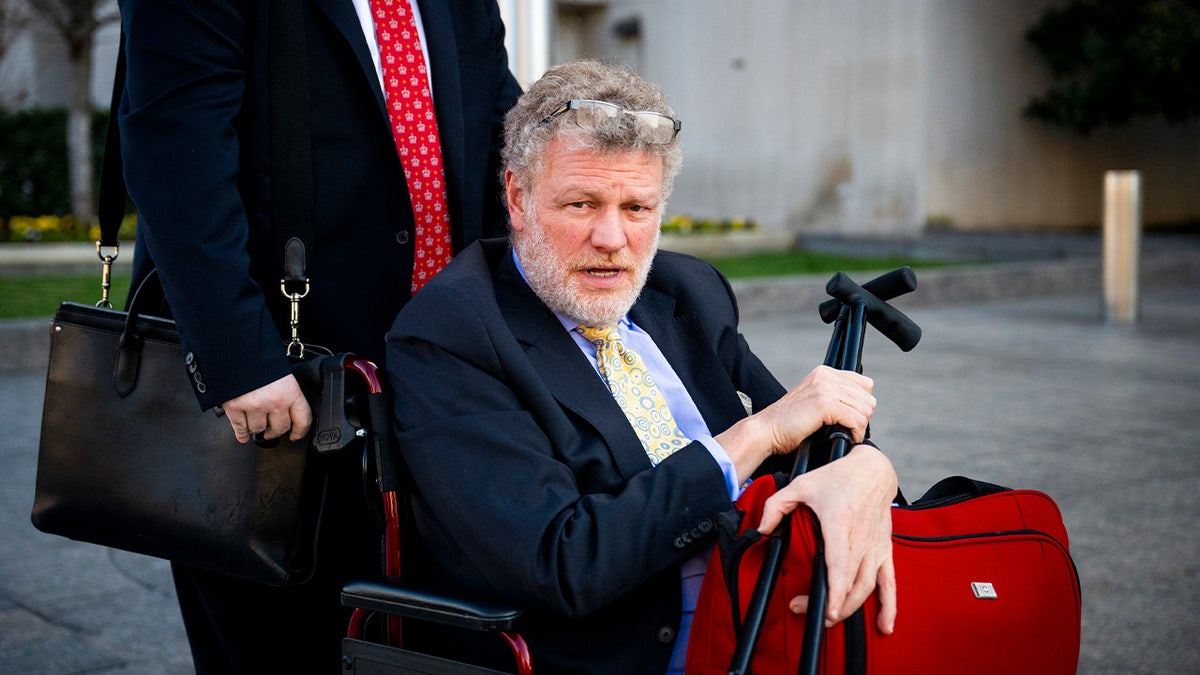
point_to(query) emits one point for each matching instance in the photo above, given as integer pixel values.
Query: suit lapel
(343, 17)
(693, 359)
(565, 370)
========================
Brief:
Please repeat these lines with "suit lapel" renamed to "jacket lapel" and everything else unchanged, leaving out the pictures.

Complete output:
point_to(query) emits one point for each matching instance in the photo above, given as integer pixel values.
Query: jacket lapel
(343, 17)
(693, 359)
(565, 370)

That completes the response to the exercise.